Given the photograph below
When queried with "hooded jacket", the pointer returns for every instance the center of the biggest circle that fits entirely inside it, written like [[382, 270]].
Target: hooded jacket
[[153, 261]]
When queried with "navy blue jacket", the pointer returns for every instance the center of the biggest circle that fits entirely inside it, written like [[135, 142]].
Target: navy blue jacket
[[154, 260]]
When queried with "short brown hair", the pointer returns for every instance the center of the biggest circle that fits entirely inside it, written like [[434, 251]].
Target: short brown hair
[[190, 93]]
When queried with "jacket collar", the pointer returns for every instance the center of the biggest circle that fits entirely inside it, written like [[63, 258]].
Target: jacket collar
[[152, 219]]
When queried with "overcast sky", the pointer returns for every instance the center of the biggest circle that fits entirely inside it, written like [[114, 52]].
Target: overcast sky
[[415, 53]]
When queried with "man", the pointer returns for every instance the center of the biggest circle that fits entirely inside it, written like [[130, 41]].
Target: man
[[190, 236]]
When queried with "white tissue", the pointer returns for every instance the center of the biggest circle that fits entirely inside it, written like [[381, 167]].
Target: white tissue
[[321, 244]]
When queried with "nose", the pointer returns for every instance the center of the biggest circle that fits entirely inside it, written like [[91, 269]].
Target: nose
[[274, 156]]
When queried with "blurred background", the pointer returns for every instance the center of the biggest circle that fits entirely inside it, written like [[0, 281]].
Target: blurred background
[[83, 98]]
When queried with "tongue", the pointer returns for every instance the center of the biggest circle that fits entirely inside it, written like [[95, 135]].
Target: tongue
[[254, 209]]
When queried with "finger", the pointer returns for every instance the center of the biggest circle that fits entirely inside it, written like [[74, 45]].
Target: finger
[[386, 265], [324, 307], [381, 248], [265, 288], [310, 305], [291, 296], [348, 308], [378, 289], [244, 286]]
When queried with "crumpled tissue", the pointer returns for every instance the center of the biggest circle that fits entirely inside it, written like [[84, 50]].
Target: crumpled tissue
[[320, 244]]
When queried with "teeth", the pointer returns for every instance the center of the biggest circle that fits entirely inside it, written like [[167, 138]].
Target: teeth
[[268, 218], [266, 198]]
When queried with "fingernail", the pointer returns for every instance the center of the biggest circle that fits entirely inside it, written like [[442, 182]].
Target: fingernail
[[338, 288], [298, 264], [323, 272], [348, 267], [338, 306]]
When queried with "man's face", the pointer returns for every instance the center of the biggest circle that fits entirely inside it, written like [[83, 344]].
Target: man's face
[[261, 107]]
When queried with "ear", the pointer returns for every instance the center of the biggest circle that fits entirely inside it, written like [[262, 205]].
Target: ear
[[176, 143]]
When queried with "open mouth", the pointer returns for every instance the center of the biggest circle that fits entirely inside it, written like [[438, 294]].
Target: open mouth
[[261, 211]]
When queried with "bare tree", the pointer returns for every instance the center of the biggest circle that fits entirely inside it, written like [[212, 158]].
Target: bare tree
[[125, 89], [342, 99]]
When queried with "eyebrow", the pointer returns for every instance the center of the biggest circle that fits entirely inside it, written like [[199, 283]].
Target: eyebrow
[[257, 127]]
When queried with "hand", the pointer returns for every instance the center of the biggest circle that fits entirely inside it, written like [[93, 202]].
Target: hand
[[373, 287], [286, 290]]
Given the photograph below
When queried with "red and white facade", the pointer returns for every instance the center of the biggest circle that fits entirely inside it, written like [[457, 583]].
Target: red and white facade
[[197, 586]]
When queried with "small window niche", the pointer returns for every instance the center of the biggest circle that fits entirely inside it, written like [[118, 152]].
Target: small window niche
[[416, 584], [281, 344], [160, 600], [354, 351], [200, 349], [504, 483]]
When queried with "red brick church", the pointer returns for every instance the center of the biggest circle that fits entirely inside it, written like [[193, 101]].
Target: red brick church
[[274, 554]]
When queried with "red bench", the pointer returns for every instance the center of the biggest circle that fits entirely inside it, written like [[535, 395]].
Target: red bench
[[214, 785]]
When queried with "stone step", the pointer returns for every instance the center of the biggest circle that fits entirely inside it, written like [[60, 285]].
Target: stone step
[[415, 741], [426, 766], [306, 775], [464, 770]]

++++

- TASK STATEMENT -
Produce a word-for-word copy of everything above from the line holding "like [[84, 50]]." down to the line holding "like [[262, 205]].", with both of those lines kept.

- RESULT OF THIS TASK -
When queried with "crumpled tissue", the pointer returns for every instance the center of the biggest circle that fits entirely inside it, written like [[84, 50]].
Target: crumpled tissue
[[320, 244]]
When queried with "teeth", the pointer returns for every instance the center of the biggest circle that fits entirely inside it, written like [[167, 138]].
Target: teeth
[[268, 218], [266, 198]]
When queried with "fingernail", the pointer returns for every instance the center of the biggest circle that fits entirely inside it, written like [[442, 182]].
Target: fingernail
[[338, 288], [298, 264], [323, 272], [348, 267], [338, 306]]
When queried with "man's face", the pointer returns for every instance the center of the biggest circle that fits entirely inside it, written like [[83, 344]].
Target: man's face
[[261, 107]]
When queried with "ear", the pointer returns for every instance the center of the biggest circle that fits entirely inside it, written like [[262, 205]].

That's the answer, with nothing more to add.